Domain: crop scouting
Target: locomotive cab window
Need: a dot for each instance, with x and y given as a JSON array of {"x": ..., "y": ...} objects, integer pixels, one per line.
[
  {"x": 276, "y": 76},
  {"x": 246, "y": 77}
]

━━━━━━

GOAL OF THE EXERCISE: Rewrite the rows above with "locomotive" swapped for "tram" and every other part left as it is.

OUTPUT OF THE EXERCISE:
Domain: crop scouting
Target: tram cab window
Need: a dot for each instance, with x and y given as a JSON array of {"x": ..., "y": ...} objects, integer pixels, one per line.
[
  {"x": 276, "y": 76},
  {"x": 246, "y": 77}
]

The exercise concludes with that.